Instruction: Gather each line in the records below that contains the word "rose" and copy it out in full. Case counts.

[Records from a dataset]
/---
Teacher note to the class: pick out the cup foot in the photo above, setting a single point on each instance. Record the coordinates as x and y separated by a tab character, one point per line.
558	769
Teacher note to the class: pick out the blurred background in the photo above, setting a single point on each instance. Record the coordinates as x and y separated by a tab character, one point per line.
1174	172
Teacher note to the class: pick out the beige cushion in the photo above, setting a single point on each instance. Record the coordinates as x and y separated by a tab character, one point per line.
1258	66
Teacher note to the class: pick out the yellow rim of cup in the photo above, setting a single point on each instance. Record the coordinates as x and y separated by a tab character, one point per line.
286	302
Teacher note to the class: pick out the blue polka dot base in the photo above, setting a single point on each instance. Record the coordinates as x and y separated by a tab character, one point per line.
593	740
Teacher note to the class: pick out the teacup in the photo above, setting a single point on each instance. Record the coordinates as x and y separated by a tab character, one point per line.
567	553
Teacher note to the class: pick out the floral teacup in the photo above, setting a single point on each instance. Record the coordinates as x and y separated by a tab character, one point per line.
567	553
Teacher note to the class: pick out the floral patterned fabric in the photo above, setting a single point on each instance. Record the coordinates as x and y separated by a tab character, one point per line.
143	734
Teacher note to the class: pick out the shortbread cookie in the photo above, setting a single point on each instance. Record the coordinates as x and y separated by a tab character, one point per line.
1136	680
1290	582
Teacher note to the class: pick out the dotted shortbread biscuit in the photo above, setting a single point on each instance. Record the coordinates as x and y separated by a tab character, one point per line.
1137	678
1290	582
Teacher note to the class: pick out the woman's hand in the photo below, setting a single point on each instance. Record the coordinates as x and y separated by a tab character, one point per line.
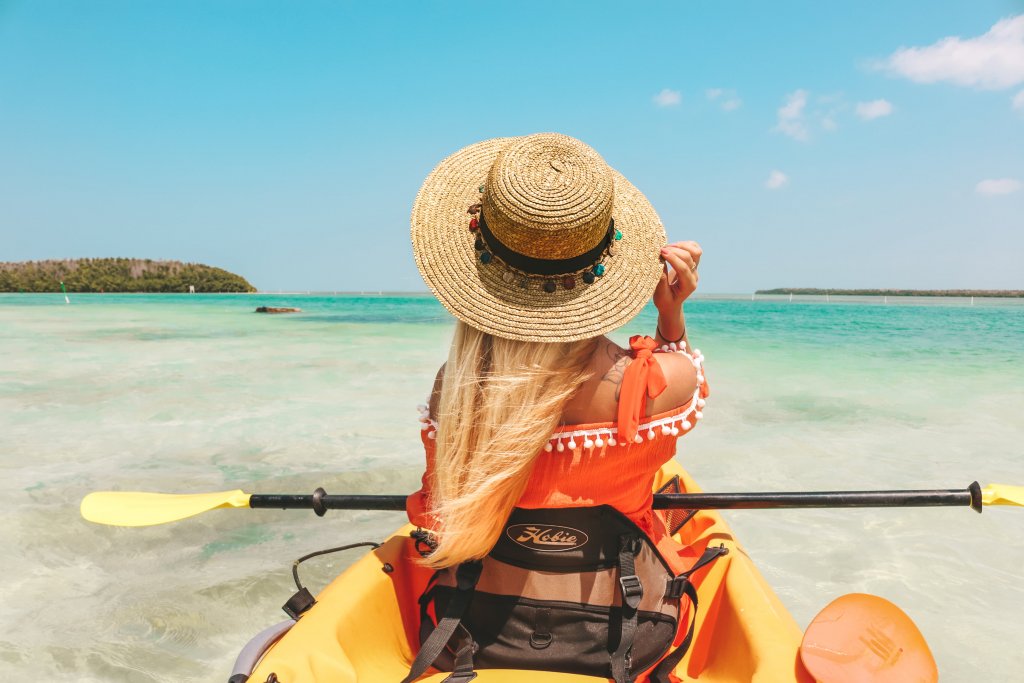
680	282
\---
/---
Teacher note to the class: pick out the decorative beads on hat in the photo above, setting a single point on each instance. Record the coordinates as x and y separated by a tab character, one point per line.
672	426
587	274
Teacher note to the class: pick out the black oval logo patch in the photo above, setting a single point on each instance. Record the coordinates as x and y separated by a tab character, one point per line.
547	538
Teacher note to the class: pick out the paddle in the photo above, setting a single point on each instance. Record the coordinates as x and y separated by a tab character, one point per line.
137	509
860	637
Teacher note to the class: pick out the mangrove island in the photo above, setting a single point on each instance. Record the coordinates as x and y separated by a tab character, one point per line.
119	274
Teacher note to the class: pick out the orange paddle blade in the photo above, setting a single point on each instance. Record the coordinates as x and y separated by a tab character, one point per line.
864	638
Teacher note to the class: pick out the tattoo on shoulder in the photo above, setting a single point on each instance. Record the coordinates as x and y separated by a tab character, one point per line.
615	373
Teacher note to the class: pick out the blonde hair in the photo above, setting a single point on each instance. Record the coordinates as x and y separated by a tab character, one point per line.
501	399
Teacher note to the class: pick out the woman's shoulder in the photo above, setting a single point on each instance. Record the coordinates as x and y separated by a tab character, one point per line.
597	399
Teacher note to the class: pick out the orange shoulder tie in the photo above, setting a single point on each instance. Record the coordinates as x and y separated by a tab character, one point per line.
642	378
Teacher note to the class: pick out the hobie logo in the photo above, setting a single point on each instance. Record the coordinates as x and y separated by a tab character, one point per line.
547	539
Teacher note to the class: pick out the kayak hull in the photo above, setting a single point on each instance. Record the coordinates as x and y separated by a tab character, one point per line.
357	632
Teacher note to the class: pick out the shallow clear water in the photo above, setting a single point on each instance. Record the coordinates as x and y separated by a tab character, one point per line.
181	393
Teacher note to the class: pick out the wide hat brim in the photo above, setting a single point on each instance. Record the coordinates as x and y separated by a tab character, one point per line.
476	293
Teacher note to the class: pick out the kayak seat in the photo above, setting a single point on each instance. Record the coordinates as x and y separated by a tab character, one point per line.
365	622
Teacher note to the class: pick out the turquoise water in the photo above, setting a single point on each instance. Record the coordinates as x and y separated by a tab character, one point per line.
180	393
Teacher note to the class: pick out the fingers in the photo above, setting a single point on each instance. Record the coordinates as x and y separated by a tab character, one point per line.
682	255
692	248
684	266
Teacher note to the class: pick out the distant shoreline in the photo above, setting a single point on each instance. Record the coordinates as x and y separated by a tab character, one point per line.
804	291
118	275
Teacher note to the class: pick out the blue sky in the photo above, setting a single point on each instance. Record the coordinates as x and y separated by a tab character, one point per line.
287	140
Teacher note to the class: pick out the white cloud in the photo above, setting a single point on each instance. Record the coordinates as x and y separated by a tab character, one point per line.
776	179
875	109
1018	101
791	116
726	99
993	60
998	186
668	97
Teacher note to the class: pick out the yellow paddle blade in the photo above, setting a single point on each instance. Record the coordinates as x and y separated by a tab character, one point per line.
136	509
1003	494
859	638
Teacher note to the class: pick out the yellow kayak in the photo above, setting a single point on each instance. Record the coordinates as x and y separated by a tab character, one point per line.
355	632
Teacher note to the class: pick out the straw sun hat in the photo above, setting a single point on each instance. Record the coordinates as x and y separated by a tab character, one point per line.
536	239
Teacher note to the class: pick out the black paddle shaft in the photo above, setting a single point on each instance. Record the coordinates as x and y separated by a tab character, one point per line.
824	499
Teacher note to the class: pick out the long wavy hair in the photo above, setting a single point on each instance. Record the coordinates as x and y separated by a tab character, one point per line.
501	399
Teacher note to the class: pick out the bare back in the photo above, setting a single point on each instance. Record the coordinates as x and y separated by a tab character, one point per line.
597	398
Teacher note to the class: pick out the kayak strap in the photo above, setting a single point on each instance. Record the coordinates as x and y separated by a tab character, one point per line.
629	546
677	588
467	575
\---
/---
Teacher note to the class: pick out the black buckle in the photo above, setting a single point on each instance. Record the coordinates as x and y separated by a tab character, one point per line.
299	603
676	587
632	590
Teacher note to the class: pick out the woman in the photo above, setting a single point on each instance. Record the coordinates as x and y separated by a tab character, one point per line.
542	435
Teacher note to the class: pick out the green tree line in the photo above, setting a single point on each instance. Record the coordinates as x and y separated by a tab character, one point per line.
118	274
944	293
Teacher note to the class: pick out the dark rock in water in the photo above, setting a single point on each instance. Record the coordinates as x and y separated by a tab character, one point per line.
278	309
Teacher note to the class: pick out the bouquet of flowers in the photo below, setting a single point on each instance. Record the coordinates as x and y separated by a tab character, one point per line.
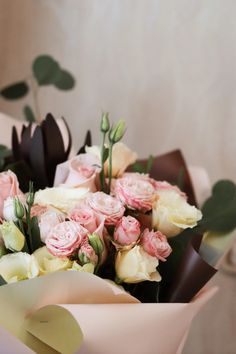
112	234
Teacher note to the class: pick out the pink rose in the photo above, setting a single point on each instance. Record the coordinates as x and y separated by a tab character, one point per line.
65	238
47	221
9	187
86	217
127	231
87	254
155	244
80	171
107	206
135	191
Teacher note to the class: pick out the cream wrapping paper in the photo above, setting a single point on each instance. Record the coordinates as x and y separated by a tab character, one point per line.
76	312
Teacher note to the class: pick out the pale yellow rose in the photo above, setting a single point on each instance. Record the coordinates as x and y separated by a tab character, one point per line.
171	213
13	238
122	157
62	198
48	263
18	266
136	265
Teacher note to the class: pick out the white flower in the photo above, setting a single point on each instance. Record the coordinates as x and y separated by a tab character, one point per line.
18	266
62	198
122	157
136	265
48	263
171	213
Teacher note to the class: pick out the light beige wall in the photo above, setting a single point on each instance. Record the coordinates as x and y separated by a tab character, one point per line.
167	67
\---
Exercise solution:
Teacher note to the class: pick out the pink rose in the photo above, setting a single point on each instance. Record the coordinates as x and y separated by a tab character, one point per line.
Teacher note to the class: pick out the pale yellow rose in the photo above, setting a single point on each instance. Record the coordinates as x and y separated by a tab character, one point per line.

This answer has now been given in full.